▶

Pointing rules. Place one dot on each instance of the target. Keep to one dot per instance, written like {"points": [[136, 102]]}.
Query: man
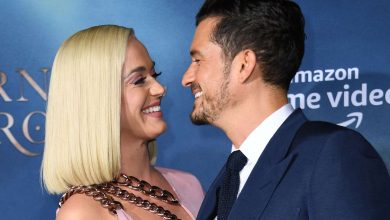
{"points": [[244, 55]]}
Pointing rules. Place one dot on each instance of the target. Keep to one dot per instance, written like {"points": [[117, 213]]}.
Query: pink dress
{"points": [[187, 188]]}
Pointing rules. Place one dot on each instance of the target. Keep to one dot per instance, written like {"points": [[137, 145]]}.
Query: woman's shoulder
{"points": [[81, 206]]}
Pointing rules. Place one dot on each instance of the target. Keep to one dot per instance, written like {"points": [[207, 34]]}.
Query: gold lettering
{"points": [[11, 138], [34, 85], [3, 81], [26, 123]]}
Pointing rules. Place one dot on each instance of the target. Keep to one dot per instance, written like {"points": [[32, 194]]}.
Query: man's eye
{"points": [[140, 81]]}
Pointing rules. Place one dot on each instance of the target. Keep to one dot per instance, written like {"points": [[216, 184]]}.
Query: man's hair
{"points": [[82, 139], [273, 29]]}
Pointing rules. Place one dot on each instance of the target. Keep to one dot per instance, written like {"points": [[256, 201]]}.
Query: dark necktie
{"points": [[231, 182]]}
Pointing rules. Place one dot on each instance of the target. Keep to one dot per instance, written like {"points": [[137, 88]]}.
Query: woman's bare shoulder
{"points": [[81, 206]]}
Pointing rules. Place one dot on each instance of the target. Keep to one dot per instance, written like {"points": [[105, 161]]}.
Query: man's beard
{"points": [[210, 108]]}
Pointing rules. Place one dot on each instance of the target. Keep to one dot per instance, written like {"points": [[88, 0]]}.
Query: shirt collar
{"points": [[257, 140]]}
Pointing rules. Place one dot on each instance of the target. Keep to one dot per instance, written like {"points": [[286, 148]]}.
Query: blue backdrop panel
{"points": [[344, 78]]}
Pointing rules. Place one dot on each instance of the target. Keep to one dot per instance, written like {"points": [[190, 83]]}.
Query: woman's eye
{"points": [[155, 75], [139, 81]]}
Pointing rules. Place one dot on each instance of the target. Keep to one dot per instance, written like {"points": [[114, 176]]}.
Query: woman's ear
{"points": [[246, 63]]}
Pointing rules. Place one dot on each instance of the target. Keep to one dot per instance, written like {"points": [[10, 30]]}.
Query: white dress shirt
{"points": [[253, 146]]}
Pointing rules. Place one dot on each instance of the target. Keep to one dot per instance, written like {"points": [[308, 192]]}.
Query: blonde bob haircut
{"points": [[82, 142]]}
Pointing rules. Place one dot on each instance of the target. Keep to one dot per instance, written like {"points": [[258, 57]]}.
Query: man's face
{"points": [[207, 76]]}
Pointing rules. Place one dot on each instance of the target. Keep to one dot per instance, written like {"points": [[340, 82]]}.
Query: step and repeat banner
{"points": [[344, 78]]}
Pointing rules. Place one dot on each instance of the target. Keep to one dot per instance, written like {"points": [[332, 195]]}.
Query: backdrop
{"points": [[344, 78]]}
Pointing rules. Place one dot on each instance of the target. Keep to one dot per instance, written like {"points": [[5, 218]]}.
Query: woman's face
{"points": [[141, 116]]}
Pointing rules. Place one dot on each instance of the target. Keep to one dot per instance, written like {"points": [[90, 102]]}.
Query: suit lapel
{"points": [[268, 171], [209, 205]]}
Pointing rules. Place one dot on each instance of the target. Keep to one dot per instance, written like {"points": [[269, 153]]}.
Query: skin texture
{"points": [[140, 90]]}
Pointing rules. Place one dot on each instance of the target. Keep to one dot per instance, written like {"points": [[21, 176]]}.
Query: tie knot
{"points": [[236, 161]]}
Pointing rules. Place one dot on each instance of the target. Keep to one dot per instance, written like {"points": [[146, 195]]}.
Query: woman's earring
{"points": [[165, 91]]}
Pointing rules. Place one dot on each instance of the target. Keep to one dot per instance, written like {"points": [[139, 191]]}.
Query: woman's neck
{"points": [[135, 160]]}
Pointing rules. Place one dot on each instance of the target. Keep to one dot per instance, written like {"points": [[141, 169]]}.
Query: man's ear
{"points": [[245, 61]]}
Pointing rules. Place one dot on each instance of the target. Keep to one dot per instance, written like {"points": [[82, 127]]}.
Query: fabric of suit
{"points": [[311, 170]]}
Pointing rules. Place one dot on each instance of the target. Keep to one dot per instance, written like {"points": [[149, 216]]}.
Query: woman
{"points": [[103, 110]]}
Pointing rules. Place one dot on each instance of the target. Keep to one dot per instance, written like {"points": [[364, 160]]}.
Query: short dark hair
{"points": [[273, 29]]}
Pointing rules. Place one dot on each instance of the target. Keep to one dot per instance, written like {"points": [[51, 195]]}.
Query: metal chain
{"points": [[145, 188], [100, 193], [105, 200]]}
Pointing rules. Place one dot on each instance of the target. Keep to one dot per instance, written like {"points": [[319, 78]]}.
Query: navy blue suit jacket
{"points": [[311, 170]]}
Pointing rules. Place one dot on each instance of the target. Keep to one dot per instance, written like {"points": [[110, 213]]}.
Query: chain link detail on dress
{"points": [[102, 192], [145, 188]]}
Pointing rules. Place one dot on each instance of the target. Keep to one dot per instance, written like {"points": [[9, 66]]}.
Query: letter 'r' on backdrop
{"points": [[344, 78]]}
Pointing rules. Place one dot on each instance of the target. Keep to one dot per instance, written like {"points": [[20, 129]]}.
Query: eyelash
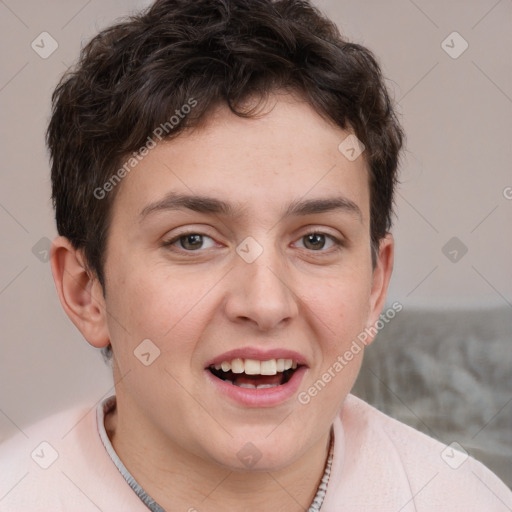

◀

→ Exercise
Gather every line in the data above that contains the string "woman", matching case exactly.

→ Exercise response
Query: woman's shoulder
Query: woman's bare shoulder
Query: woman's eye
Query: woman's ear
Query: woman's face
Query: woman's earring
Query: woman's neck
Query: woman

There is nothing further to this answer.